**Requirements**
Format every line of the data below as a Markdown table with two columns, Row and Line, numbering the rows in order and skipping blank lines. Leave the pictures out.

**Information provided**
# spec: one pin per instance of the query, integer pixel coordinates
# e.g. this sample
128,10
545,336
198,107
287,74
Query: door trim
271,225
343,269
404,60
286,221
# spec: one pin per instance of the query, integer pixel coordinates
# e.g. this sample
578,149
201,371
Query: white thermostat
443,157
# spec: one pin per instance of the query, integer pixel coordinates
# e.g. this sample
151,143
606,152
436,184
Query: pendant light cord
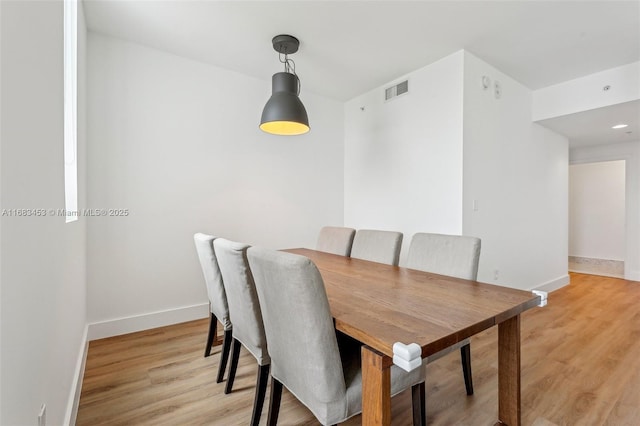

**Finished answer**
| Row | Line |
|---|---|
| 1 | # spec: one pin per instance of the query, integer pixel coordinates |
| 2 | # e.g. this sample |
| 3 | 128,10 |
| 4 | 545,336 |
| 5 | 198,107 |
| 6 | 287,74 |
| 7 | Query: door trim |
| 8 | 271,225 |
| 9 | 343,269 |
| 10 | 404,60 |
| 11 | 286,221 |
| 12 | # spec: one pin per instance of the query, integer pixel coordinates |
| 13 | # e.g. this sample |
| 14 | 578,149 |
| 15 | 201,371 |
| 16 | Query: white thermostat |
| 17 | 443,157 |
| 18 | # spec: one pin per instance of the query, integer pixel coordinates |
| 19 | # e.g. this sample |
| 20 | 151,143 |
| 21 | 606,152 |
| 22 | 436,184 |
| 23 | Query: pendant light cord |